#### Saved entries
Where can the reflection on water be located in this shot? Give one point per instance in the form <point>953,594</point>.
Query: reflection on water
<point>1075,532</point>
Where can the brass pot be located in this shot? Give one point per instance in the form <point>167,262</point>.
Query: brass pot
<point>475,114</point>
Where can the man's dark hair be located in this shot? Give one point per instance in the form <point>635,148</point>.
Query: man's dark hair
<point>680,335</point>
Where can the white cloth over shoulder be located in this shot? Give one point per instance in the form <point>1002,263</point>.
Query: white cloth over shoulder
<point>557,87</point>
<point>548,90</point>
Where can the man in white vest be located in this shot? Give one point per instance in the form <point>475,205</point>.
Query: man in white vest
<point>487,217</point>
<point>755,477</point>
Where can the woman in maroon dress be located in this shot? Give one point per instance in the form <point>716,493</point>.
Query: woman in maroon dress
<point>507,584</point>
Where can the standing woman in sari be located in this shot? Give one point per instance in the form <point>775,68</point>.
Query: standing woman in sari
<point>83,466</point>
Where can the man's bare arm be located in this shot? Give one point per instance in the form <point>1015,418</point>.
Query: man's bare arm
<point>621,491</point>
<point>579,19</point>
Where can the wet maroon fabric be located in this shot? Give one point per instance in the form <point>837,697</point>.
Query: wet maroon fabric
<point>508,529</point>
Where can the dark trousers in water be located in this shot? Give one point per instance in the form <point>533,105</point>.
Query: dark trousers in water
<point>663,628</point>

--

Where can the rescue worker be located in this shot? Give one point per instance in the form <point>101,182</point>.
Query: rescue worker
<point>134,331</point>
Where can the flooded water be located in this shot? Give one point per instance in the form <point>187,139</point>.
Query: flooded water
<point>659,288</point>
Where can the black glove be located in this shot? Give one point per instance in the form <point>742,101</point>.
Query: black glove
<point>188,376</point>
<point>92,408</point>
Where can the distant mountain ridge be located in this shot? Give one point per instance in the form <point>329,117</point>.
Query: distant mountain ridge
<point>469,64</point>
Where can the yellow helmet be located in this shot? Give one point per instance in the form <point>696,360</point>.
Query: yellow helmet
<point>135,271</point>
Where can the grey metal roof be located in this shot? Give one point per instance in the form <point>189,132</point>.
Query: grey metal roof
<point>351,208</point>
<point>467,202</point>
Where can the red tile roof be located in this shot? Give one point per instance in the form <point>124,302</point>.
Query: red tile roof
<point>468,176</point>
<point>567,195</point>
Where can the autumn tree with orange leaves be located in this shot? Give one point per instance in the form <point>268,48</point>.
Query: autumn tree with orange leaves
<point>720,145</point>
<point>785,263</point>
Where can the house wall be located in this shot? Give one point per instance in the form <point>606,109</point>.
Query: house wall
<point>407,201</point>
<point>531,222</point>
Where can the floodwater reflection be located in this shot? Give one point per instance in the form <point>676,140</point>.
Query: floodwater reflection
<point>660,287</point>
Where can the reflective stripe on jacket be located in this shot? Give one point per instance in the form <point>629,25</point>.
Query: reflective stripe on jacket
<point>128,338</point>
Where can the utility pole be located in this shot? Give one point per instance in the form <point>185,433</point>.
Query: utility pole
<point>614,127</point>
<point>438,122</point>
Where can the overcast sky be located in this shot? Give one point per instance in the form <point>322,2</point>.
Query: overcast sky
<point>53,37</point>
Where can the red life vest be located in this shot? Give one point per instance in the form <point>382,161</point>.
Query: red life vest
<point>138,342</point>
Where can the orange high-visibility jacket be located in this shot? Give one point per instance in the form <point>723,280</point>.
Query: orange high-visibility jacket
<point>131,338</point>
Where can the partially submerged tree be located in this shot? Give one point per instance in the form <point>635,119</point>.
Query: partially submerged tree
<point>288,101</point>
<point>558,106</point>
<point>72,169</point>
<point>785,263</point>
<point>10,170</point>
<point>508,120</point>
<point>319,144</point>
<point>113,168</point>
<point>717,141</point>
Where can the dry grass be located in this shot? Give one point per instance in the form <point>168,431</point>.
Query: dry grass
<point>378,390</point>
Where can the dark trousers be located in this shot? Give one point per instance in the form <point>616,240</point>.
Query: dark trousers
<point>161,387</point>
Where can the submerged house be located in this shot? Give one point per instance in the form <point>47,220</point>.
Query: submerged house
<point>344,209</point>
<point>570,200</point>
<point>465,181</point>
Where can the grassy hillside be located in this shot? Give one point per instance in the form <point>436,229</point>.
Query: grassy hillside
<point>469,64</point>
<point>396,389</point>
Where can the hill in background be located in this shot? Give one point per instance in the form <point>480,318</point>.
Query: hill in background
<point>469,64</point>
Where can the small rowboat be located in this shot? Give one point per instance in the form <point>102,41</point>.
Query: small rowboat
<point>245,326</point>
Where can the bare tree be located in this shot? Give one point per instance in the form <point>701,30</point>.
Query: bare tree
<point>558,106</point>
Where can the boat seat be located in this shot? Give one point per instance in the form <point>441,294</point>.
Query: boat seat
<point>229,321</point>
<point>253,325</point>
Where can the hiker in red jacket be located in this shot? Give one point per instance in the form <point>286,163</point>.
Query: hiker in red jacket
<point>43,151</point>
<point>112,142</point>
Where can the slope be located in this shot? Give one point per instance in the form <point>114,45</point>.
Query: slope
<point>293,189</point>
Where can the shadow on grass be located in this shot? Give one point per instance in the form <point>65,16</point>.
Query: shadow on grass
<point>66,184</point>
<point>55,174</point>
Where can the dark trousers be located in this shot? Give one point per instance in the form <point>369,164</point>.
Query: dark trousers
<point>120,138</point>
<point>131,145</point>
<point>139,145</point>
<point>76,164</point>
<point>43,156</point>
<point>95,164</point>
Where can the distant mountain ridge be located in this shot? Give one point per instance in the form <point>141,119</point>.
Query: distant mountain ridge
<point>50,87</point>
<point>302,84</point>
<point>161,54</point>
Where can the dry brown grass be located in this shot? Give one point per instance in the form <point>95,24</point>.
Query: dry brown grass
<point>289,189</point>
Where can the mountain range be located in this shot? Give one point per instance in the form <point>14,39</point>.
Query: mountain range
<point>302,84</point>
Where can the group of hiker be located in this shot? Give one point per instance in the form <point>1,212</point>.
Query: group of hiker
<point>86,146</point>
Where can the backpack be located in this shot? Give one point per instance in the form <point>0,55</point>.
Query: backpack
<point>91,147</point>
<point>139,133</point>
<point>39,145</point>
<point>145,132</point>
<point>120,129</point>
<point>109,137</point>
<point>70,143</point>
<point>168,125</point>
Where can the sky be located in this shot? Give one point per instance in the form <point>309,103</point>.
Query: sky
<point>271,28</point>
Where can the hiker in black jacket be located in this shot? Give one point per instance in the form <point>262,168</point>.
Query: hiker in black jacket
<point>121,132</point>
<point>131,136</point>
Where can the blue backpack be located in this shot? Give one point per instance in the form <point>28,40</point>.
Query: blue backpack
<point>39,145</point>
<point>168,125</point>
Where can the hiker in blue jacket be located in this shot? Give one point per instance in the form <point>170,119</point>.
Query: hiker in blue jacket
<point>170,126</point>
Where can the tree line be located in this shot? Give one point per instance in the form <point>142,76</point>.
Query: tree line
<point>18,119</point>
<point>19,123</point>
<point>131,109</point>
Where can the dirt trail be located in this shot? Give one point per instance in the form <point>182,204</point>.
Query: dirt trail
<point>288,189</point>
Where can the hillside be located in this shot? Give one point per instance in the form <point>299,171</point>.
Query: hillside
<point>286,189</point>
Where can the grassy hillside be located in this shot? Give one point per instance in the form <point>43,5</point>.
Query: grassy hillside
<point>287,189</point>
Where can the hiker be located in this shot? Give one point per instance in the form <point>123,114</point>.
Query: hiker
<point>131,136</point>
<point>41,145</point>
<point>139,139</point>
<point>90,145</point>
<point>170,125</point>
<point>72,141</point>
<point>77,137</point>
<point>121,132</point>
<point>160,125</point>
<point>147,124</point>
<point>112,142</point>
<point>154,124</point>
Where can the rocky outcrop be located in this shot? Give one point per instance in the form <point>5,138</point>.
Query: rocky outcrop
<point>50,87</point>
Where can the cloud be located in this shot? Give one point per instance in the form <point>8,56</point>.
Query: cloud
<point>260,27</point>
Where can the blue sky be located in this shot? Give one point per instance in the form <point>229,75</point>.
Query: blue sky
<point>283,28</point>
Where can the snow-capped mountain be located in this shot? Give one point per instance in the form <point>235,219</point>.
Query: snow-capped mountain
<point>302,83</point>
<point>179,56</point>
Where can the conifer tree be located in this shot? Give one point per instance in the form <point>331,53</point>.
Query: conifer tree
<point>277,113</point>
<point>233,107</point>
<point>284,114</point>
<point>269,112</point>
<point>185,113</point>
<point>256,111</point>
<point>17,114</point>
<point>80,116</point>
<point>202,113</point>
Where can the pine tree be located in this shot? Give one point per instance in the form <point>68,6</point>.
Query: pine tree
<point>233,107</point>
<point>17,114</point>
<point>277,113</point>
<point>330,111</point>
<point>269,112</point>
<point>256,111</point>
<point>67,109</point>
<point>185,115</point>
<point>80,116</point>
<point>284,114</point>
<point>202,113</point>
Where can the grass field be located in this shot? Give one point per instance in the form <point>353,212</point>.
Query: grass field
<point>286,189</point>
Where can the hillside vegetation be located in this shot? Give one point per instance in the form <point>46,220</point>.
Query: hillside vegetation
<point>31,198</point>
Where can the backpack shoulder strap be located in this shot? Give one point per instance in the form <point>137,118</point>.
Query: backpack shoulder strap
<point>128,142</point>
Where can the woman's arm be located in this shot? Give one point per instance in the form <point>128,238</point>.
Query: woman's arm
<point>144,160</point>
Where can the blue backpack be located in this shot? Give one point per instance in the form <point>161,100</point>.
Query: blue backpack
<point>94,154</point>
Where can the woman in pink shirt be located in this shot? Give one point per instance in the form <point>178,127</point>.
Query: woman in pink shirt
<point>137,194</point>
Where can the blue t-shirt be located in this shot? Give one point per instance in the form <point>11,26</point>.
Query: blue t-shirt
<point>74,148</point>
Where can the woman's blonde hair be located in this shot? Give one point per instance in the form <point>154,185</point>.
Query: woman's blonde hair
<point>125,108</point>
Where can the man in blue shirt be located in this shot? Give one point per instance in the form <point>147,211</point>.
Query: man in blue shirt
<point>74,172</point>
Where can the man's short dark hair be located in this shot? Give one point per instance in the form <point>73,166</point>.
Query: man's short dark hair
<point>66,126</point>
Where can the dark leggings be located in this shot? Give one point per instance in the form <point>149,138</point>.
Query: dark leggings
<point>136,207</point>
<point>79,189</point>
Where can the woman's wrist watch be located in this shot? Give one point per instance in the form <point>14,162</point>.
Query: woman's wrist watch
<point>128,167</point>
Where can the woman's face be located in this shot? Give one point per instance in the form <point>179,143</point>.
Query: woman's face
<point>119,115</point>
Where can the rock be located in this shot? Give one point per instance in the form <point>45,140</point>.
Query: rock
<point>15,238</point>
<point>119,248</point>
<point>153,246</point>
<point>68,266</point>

---

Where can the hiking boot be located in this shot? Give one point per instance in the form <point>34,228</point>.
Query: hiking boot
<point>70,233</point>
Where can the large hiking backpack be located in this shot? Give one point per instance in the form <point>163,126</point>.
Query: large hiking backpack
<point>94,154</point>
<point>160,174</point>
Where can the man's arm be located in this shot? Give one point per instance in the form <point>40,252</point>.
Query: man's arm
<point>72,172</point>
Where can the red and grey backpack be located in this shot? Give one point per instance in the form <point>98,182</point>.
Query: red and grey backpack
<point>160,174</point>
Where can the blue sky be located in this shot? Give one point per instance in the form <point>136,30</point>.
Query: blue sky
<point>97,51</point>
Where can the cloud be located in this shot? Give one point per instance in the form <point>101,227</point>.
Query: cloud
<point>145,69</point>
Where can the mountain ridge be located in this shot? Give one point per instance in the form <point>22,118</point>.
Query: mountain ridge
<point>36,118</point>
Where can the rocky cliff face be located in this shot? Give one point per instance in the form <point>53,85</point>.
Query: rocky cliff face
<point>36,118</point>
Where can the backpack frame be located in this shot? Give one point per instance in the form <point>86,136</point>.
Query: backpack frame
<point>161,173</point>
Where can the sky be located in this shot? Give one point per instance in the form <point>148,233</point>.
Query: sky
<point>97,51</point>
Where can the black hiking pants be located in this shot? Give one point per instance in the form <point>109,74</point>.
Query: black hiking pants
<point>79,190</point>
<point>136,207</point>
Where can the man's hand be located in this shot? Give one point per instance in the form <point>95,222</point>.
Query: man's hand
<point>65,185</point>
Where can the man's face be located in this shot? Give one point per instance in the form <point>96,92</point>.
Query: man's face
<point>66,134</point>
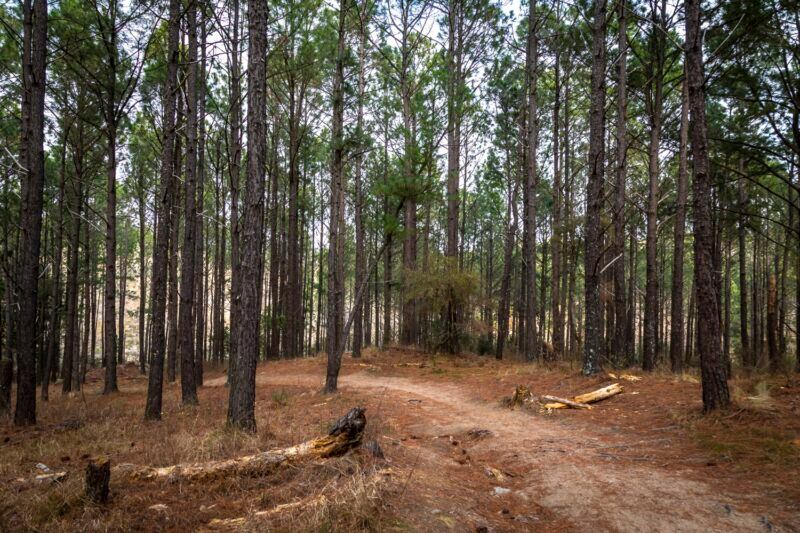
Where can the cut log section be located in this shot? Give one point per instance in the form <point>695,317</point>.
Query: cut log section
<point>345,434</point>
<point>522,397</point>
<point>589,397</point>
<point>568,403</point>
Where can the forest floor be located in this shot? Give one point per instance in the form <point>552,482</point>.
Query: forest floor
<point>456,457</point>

#### PROBLEM REQUIREMENTS
Taking the entries above, write out exactly the lines starting with the line containing "Where can the reflection" and going on through the line containing "Where can the brass", both included, and nothing else.

#### WORKED SOLUTION
Where can the reflection on water be located in this shot? Give one point per instance in the form <point>953,594</point>.
Query: reflection on water
<point>1075,532</point>
Where can the brass pot be located in this shot? Give one point per instance in the form <point>167,262</point>.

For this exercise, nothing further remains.